• [Action item A]: From the review of An Easy Death, reproduce the passage starting at "When ‘An Easy" and ending at "of his reign).", substituting "rare illness" for "blood disease".
• [Action item B]: According to the review of An Easy Death, who rescued the tsar and his family in this version of history?
----- Excerpted text -----
Yes, especially interesting that in this
version of human history – the Romanov Dynasty was not ended in a basement
execution by Bolshevik rebels, but rather the tsar and his family (yes, all
four daughters and son) were rescued by his British cousin, and were royal
refugees for a time until they swooped in on a weakened America and created the
Holy Russian Empire (HRE).
When ‘An Easy Death’ begins – Lizbeth says
that following Nicholas’s death, the young Tsarevich of Russia Alexei Nikolaevich
has taken over as tsar (though rumours abound that he has a blood disease that
keeps him perilously close to losing control of his reign).
And while at first all of this big moving
around of human history like jigsaw pieces feels like Charlaine Harris just
world-building, it’s actually surprising how much all of the above soon comes
to directly affect Lizbeth Rose and the trajectory of this gun-slinging story –
when she’s offered a job to bodyguard two grigoris from the HRE as they hunt
down one of their own …
Now, as is often the case with the first
book in a Charlaine Harris series – there is a lot of laying the land here, and
possibly more than usual because there’s a historical component to this story
(that as far as I can tell, takes place some times in the 60s?) and has to go
over some rewriting of the 20th century to explain a few things;
And
bandits were everywhere, especially in Texoma, New America, and Dixie. I had
heard that in Britannia, the area that had knelt to England, there was so much
law that bandits were caught and hung quickly. The same for Canada, which had
expanded to take in a lot of northern America. Canada had its horseback police,
who were supposed to be crackerjack at their jobs. The Holy Russian Empire had
a squad of grigoris and militia whose job it was to track highway robbers and
kill them on the spot.
----- Supplied data -----
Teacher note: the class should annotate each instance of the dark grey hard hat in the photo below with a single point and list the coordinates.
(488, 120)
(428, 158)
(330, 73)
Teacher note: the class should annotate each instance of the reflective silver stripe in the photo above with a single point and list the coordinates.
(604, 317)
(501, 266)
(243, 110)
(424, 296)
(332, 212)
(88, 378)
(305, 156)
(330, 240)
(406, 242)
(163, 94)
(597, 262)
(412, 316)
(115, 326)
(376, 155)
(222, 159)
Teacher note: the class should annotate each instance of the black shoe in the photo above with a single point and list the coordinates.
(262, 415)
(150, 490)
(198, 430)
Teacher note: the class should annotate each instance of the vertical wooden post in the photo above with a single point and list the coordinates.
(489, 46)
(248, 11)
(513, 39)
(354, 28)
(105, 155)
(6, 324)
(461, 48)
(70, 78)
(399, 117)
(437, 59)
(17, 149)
-----
• [Expected answer A]:
When ‘An Easy Death’ begins – Lizbeth says
that following Nicholas’s death, the young Tsarevich of Russia Alexei Nikolaevich
has taken over as tsar (though rumours abound that he has a rare illness that
keeps him perilously close to losing control of his reign).

• [Expected answer B]: His British cousin rescued them.